** Start **

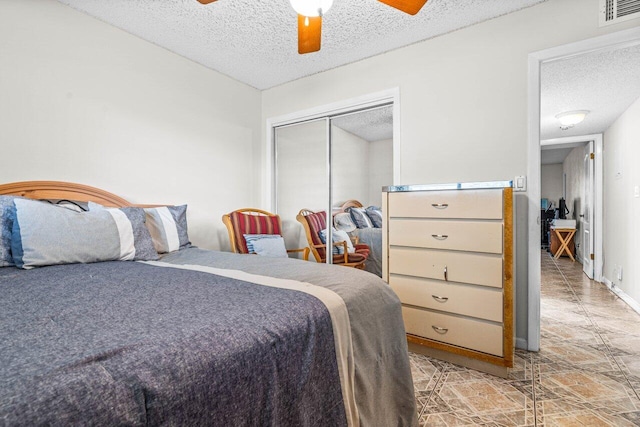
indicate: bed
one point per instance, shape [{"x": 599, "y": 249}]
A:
[
  {"x": 195, "y": 337},
  {"x": 369, "y": 234}
]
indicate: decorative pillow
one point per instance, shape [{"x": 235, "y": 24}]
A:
[
  {"x": 46, "y": 234},
  {"x": 360, "y": 217},
  {"x": 250, "y": 238},
  {"x": 6, "y": 224},
  {"x": 145, "y": 250},
  {"x": 338, "y": 236},
  {"x": 168, "y": 228},
  {"x": 269, "y": 245},
  {"x": 343, "y": 222},
  {"x": 375, "y": 215}
]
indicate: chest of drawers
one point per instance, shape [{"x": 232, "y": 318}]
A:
[{"x": 448, "y": 255}]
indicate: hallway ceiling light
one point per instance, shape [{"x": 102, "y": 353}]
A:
[{"x": 571, "y": 118}]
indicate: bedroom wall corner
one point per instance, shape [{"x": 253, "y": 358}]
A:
[
  {"x": 83, "y": 101},
  {"x": 622, "y": 191}
]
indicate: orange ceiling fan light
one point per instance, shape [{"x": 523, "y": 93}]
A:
[
  {"x": 407, "y": 6},
  {"x": 309, "y": 33},
  {"x": 310, "y": 27}
]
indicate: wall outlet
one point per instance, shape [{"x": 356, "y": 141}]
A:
[{"x": 520, "y": 183}]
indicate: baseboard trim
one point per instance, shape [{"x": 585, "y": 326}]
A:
[
  {"x": 521, "y": 343},
  {"x": 622, "y": 295}
]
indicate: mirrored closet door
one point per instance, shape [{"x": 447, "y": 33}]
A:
[{"x": 323, "y": 163}]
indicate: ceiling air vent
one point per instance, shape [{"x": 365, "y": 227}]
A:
[{"x": 614, "y": 11}]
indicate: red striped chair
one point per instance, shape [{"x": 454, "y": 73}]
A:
[
  {"x": 253, "y": 221},
  {"x": 313, "y": 223}
]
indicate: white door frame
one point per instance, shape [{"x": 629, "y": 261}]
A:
[
  {"x": 598, "y": 200},
  {"x": 611, "y": 41},
  {"x": 341, "y": 107}
]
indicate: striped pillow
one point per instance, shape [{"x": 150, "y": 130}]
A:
[
  {"x": 168, "y": 228},
  {"x": 375, "y": 215},
  {"x": 252, "y": 224},
  {"x": 360, "y": 217},
  {"x": 6, "y": 224},
  {"x": 45, "y": 234}
]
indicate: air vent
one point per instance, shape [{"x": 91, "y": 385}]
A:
[{"x": 614, "y": 11}]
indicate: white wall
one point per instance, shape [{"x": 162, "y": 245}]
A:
[
  {"x": 551, "y": 183},
  {"x": 85, "y": 102},
  {"x": 621, "y": 206},
  {"x": 380, "y": 170},
  {"x": 573, "y": 168},
  {"x": 463, "y": 101}
]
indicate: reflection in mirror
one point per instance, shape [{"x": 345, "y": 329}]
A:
[
  {"x": 361, "y": 164},
  {"x": 302, "y": 178},
  {"x": 362, "y": 155}
]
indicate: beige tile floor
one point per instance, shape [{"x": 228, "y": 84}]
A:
[{"x": 587, "y": 372}]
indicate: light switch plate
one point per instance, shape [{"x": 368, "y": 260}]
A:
[{"x": 520, "y": 183}]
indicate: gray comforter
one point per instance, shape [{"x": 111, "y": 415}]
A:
[{"x": 122, "y": 343}]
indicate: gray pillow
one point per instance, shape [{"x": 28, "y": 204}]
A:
[
  {"x": 375, "y": 215},
  {"x": 6, "y": 225},
  {"x": 168, "y": 228},
  {"x": 360, "y": 217},
  {"x": 272, "y": 246},
  {"x": 46, "y": 234}
]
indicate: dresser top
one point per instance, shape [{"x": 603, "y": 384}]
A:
[{"x": 453, "y": 186}]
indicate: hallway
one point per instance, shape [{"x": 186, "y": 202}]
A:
[{"x": 587, "y": 372}]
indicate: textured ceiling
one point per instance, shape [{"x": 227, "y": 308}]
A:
[
  {"x": 604, "y": 82},
  {"x": 255, "y": 41},
  {"x": 370, "y": 125}
]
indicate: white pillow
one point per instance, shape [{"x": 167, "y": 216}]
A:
[
  {"x": 270, "y": 247},
  {"x": 343, "y": 222},
  {"x": 338, "y": 236}
]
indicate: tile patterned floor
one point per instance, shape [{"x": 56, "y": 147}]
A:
[{"x": 587, "y": 372}]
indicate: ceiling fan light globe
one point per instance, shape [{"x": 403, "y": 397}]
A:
[
  {"x": 311, "y": 8},
  {"x": 571, "y": 118}
]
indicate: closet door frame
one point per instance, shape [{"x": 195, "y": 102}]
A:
[
  {"x": 378, "y": 99},
  {"x": 327, "y": 112}
]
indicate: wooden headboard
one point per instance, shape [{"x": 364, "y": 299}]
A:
[
  {"x": 63, "y": 190},
  {"x": 350, "y": 204}
]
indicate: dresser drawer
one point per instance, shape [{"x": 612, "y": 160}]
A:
[
  {"x": 474, "y": 236},
  {"x": 473, "y": 334},
  {"x": 480, "y": 204},
  {"x": 477, "y": 269},
  {"x": 473, "y": 301}
]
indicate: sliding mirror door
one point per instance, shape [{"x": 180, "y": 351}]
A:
[
  {"x": 361, "y": 164},
  {"x": 301, "y": 175},
  {"x": 323, "y": 163}
]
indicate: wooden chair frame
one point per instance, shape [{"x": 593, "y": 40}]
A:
[
  {"x": 314, "y": 247},
  {"x": 226, "y": 219}
]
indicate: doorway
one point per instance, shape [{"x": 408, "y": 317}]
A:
[{"x": 610, "y": 42}]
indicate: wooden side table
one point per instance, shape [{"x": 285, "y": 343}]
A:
[{"x": 564, "y": 237}]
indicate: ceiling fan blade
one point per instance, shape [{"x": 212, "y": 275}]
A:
[
  {"x": 407, "y": 6},
  {"x": 309, "y": 34}
]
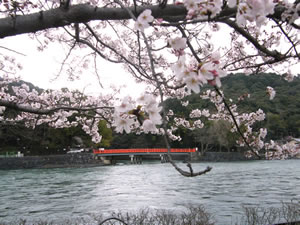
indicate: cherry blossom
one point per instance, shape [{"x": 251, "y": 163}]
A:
[{"x": 271, "y": 92}]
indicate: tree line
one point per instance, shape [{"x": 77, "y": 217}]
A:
[{"x": 248, "y": 92}]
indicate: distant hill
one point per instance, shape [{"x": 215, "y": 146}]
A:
[{"x": 283, "y": 112}]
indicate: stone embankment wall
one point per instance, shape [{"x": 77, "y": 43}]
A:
[{"x": 50, "y": 161}]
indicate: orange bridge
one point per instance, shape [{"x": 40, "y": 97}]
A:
[{"x": 136, "y": 154}]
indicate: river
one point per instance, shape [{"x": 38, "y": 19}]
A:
[{"x": 71, "y": 193}]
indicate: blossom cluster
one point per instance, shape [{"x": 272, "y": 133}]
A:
[
  {"x": 143, "y": 21},
  {"x": 202, "y": 9},
  {"x": 146, "y": 115},
  {"x": 252, "y": 10},
  {"x": 56, "y": 108},
  {"x": 194, "y": 76},
  {"x": 271, "y": 92}
]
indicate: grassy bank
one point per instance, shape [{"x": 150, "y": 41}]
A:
[{"x": 287, "y": 214}]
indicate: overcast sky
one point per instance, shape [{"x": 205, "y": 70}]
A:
[{"x": 40, "y": 68}]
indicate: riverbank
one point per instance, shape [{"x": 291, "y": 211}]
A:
[
  {"x": 50, "y": 161},
  {"x": 89, "y": 160}
]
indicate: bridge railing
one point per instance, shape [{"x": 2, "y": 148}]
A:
[{"x": 143, "y": 150}]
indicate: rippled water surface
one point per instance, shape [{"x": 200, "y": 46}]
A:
[{"x": 68, "y": 193}]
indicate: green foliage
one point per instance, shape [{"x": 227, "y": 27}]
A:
[{"x": 106, "y": 134}]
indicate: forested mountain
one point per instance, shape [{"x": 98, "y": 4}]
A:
[
  {"x": 282, "y": 120},
  {"x": 282, "y": 113}
]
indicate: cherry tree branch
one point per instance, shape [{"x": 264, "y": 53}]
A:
[{"x": 29, "y": 109}]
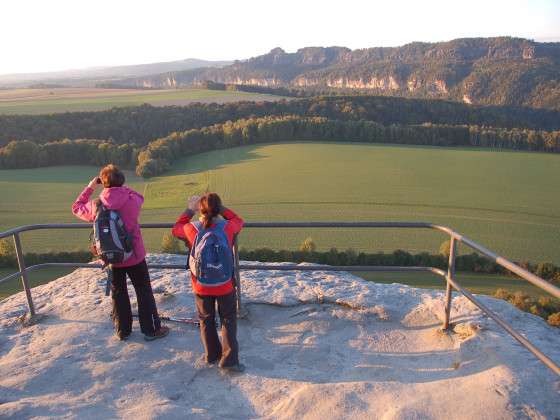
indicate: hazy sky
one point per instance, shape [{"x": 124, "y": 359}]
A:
[{"x": 46, "y": 35}]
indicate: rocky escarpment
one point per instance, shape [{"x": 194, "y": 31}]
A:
[{"x": 490, "y": 71}]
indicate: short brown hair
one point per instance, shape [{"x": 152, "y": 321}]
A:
[
  {"x": 111, "y": 176},
  {"x": 210, "y": 206}
]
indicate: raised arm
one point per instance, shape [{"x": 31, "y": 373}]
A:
[
  {"x": 83, "y": 208},
  {"x": 183, "y": 221}
]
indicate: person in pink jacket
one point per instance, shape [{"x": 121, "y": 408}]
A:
[{"x": 127, "y": 202}]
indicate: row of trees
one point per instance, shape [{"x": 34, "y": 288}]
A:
[
  {"x": 158, "y": 156},
  {"x": 307, "y": 252},
  {"x": 142, "y": 124}
]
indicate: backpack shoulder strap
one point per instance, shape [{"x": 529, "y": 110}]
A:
[
  {"x": 98, "y": 205},
  {"x": 221, "y": 224}
]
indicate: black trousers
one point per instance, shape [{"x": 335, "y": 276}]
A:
[
  {"x": 227, "y": 353},
  {"x": 122, "y": 313}
]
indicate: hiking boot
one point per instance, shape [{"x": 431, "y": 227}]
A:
[
  {"x": 122, "y": 336},
  {"x": 238, "y": 368},
  {"x": 162, "y": 332}
]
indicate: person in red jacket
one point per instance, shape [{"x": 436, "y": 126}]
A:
[
  {"x": 127, "y": 202},
  {"x": 226, "y": 353}
]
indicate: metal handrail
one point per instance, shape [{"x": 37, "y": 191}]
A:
[{"x": 451, "y": 282}]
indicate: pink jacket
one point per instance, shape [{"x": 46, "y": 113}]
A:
[{"x": 128, "y": 203}]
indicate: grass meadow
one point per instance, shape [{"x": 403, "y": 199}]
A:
[
  {"x": 47, "y": 101},
  {"x": 507, "y": 201}
]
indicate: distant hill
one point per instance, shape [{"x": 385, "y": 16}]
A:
[
  {"x": 96, "y": 75},
  {"x": 487, "y": 71}
]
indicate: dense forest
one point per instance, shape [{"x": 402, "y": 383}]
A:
[
  {"x": 497, "y": 71},
  {"x": 158, "y": 155},
  {"x": 140, "y": 125}
]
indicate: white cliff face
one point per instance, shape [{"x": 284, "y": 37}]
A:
[{"x": 389, "y": 83}]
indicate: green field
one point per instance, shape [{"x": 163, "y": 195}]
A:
[
  {"x": 36, "y": 278},
  {"x": 507, "y": 201},
  {"x": 46, "y": 101}
]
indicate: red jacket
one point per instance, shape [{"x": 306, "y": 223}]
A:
[{"x": 185, "y": 230}]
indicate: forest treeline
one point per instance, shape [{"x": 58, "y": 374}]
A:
[
  {"x": 158, "y": 156},
  {"x": 140, "y": 125}
]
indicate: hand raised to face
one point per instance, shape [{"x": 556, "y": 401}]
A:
[
  {"x": 193, "y": 203},
  {"x": 93, "y": 183}
]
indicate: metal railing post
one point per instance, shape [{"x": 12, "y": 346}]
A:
[
  {"x": 449, "y": 286},
  {"x": 24, "y": 280},
  {"x": 236, "y": 275}
]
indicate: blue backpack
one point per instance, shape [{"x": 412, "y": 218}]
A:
[{"x": 211, "y": 257}]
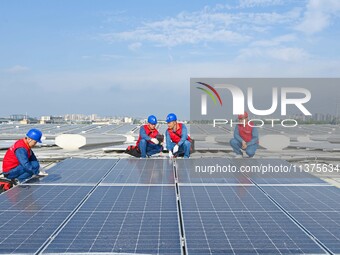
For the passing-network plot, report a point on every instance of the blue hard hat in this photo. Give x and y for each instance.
(152, 119)
(34, 134)
(171, 117)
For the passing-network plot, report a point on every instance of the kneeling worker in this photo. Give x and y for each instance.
(177, 140)
(246, 137)
(147, 142)
(19, 161)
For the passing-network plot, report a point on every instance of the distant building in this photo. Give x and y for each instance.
(52, 120)
(127, 120)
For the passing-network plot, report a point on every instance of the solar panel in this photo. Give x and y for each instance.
(42, 198)
(209, 170)
(316, 208)
(274, 171)
(77, 171)
(31, 213)
(127, 198)
(307, 198)
(141, 171)
(131, 206)
(140, 219)
(25, 231)
(224, 199)
(325, 226)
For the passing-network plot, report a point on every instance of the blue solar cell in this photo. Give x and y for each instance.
(209, 170)
(274, 171)
(139, 219)
(222, 198)
(26, 231)
(77, 171)
(306, 198)
(325, 226)
(135, 198)
(141, 171)
(42, 198)
(245, 233)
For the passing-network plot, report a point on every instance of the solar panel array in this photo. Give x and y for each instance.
(160, 206)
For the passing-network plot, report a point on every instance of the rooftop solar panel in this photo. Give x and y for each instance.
(126, 232)
(42, 198)
(274, 171)
(316, 208)
(127, 198)
(140, 219)
(141, 171)
(325, 226)
(130, 206)
(313, 198)
(224, 199)
(25, 231)
(77, 171)
(197, 171)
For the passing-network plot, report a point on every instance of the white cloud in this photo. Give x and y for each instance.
(16, 69)
(254, 3)
(291, 54)
(275, 41)
(318, 15)
(206, 26)
(135, 46)
(288, 54)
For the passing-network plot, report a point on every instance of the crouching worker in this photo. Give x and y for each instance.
(245, 137)
(177, 140)
(19, 161)
(147, 142)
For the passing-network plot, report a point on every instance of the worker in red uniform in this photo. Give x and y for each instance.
(177, 140)
(147, 142)
(19, 161)
(246, 137)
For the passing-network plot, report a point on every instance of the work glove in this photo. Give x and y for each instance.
(154, 140)
(175, 149)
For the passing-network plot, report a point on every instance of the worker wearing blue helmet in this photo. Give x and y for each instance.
(177, 140)
(19, 162)
(147, 142)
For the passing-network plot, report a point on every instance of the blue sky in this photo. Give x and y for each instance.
(136, 57)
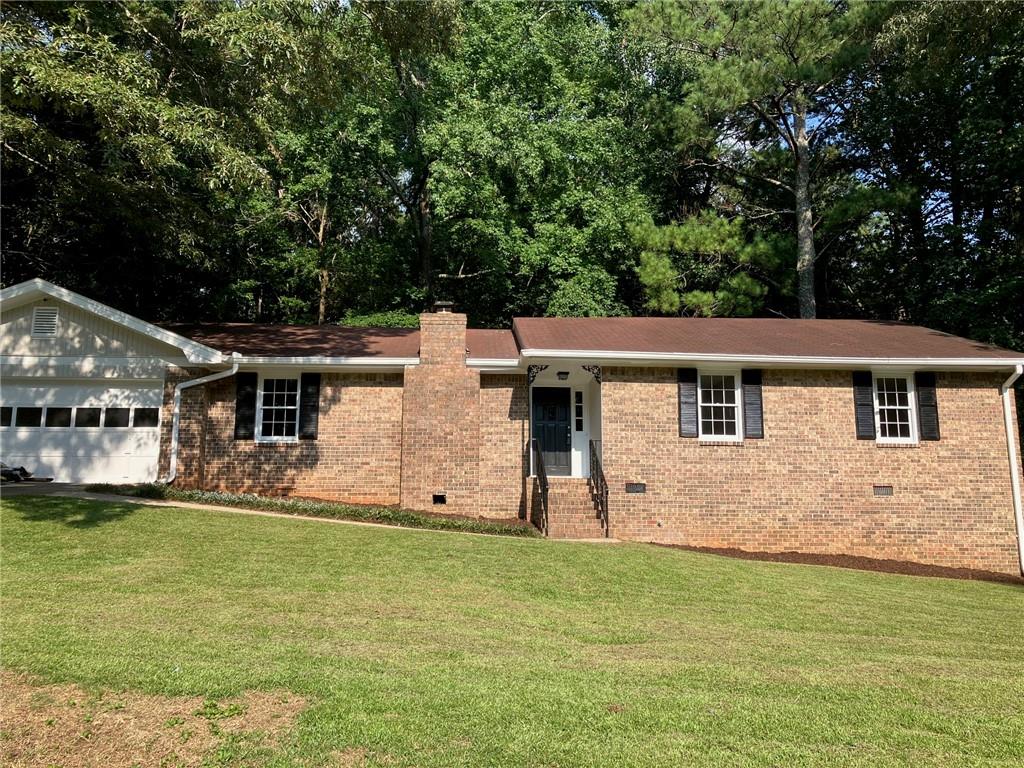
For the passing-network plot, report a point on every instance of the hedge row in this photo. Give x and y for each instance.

** End **

_Task to complete_. With pictures left out, repeat exactly the lines from the line bearing "of the white" through the final line of the records above.

_Response below_.
For the passing-network plot, report a point on every instance of the white cloud in this photo. Give x and y for each instance.
(16, 69)
(254, 3)
(291, 54)
(275, 41)
(318, 15)
(206, 26)
(135, 46)
(288, 54)
For the passing-network plot, report a point on every instance of the crouching worker in this photo. Give x and y for each instance.
(245, 137)
(177, 140)
(19, 161)
(147, 142)
For the passing-network plot, report a point on every instance of the worker in red uniform in this photo. Give x and y for each instance.
(177, 140)
(147, 142)
(19, 161)
(246, 137)
For the passing-network plot, report a point on every instance of the work glove in this photo. Give x and y for each instance.
(154, 140)
(175, 149)
For the passing-network plot, report a point on every instance of the worker wearing blue helmet in this photo. Give x and y for each instance.
(177, 140)
(19, 162)
(147, 142)
For the passing-network plot, report a point on every instance of the blue sky in this photo. Give x and y for each instance.
(136, 57)
For the passing-network plot, report a point on every instance of the hedge row in this photo. Give x and y for each instance.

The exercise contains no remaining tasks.